488

La psychologie, l’étude des stratégies de résolution des problèmes et l’évaluation en mathématiques à l’école

Rémi Brissiaud  [1]

Les chercheurs en didactique des mathématiques ont très souvent la plus grande méfiance à l’égard de la psychologie. Ainsi, dans une suite de deux interventions récentes au séminaire national de didactique des mathématiques (2007), Guy Brousseau, que l’on peut considérer comme le « père fondateur » de cette discipline, s’est longuement exprimé sur le rôle de la psychologie en didactique. Dans le diaporama qu’il a utilisé, il remarque fort justement que « la psychologie est très précieuse, et même essentielle pour la connaissance et la pratique de l’enseignement (mais que) la considérer et l’utiliser comme “ la ” science de l’enseignement est une dérive ». Ce propos est consensuel mais il est le seul du genre dans l’ensemble de son discours et il n’est vraisemblablement pas celui qui reflète le mieux sa pensée : de toute évidence, il considère que la psychologie a bien plus souvent conduit la didactique à des dérives qu’elle ne lui a permis de progresser. Il écrit ainsi que : « les inférences tirées des concepts de psychologie sont incontrôlées en enseignement » et que : « le recours à la psychologie s’appuie sur une conception individualiste des pratiques culturelles et la développe ». Il écrit encore que : « Sous l’influence de l’approche psychologique, les résultats des évaluations sont lus comme des collections amorphes de performances individuelles, légitimement par les élèves et leurs parents mais aussi par les lettrés et par les décideurs » et que : « les décisions didactiques qui sont tirées de cette lecture sont finalement inadaptées ».

L’objet de ce texte est de montrer que non seulement il n’existe aucun déterminisme conduisant nécessairement l’approche psychologique en didactique à de telles dérives, mais que, de plus, sur des questions aussi importantes que le contrôle des inférences tirées des travaux de recherche, cette approche peut être source de progrès majeurs. Pour étayer cette idée, on commencera, comme dans un article précédent du bulletin de l’APMEP [2], par présenter un dispositif expérimental (l’étude de la réussite à deux types de problèmes arithmétiques dont l’un ne nécessite que des connaissances quotidiennes et l’autre des connaissances scolaires) ainsi qu’un cadre théorique expliquant les résultats observés : le Modèle Hiérarchique de Stratégies ou encore Situation Strategy First framework en anglais [3]. Bien des prolongements seraient ensuite possibles qui soulignent l’intérêt d’une approche psychologique en didactique : apport de ce modèle pour la théorisation du progrès des élèves en résolution de problèmes, son apport à l’étude de la mémorisation des relations numériques élémentaires (addition, soustraction, multiplication, division), etc.

• _Jeu d'enregistrements_:

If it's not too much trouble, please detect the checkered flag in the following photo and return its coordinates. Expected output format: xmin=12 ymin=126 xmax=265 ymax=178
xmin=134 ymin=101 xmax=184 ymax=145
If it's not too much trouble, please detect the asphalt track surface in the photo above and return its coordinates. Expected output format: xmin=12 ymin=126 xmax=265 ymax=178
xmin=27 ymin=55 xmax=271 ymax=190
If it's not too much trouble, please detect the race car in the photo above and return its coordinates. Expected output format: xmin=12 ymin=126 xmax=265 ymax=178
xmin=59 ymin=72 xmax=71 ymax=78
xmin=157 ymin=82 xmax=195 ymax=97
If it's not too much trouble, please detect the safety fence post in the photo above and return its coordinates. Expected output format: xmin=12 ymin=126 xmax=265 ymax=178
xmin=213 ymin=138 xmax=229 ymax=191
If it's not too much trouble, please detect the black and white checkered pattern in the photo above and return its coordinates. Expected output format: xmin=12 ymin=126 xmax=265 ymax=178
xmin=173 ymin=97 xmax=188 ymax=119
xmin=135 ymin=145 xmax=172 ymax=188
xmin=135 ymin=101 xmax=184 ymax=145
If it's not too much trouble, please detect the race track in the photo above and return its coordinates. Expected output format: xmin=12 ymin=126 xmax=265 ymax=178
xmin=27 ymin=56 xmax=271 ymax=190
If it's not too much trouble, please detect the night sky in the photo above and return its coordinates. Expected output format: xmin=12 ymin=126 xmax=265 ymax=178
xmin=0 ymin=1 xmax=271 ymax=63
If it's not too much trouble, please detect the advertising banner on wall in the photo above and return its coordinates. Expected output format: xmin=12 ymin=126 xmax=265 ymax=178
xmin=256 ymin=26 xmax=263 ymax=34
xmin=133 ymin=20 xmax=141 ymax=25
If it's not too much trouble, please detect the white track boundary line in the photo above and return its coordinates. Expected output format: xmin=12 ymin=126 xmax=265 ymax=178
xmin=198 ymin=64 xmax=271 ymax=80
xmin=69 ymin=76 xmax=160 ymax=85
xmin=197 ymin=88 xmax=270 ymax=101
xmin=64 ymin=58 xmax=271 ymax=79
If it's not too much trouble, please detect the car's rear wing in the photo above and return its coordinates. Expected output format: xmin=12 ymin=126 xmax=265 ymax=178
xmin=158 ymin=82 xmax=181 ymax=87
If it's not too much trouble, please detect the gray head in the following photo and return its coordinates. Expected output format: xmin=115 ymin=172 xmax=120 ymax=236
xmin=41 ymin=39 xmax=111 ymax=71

• _Objectif_: Pourriez-vous poursuivre le texte sur la psychologie en didactique des mathématiques à partir de sa dernière phrase ? Les enregistrements ont une autre origine que le texte sur la psychologie en didactique des mathématiques.

• _Réponse à l'exercice_:
Cependant, pour essayer d’être le plus probant possible, l’argumentation portera principalement ici sur ce que Guy Brousseau semble considérer comme une sorte de péché originel de l’utilisation de la psychologie en didactique : la conception individualiste qui en découlerait lorsque les enseignants ont un objectif d’évaluation.

Distinguer, à la manière de Vygotski, deux sortes de problèmes [4].

À la base du modèle qui va être présenté, il y a la distinction de deux sortes de problèmes, distinction qui s’inspire de celle que fait Vygotski entre « concepts quotidiens » et « concepts scolaires » :
 Des Q-problèmes (où Q signifie « quotidien ») qui sont assez bien résolus mentalement avant tout enseignement des opérations arithmétiques à l’école. Par exemple, le Q-problème Quel est le prix de 3 objets à 50 cruzeiros l’un ? a été résolu correctement par 75 % d’une population d’« enfants de la rue » d’une dizaine d’années qui n’avaient jamais été scolarisés et qui vivaient de petits commerces divers dans les rues de Récife, au Brésil (Schliemman et coll., 1998) [5].
 Des E-problèmes (où E signifie « École » ou « Enseignement »), qui ne sont bien résolus que lorsque les enfants ont fréquenté l’école et y ont reçu un enseignement des opérations arithmétiques. Par exemple, le E-problème Quel est le prix de 50 objets à 3 cruzeiros l’un ? a été résolu correctement par 0 % de la même population d’« enfants de la rue » !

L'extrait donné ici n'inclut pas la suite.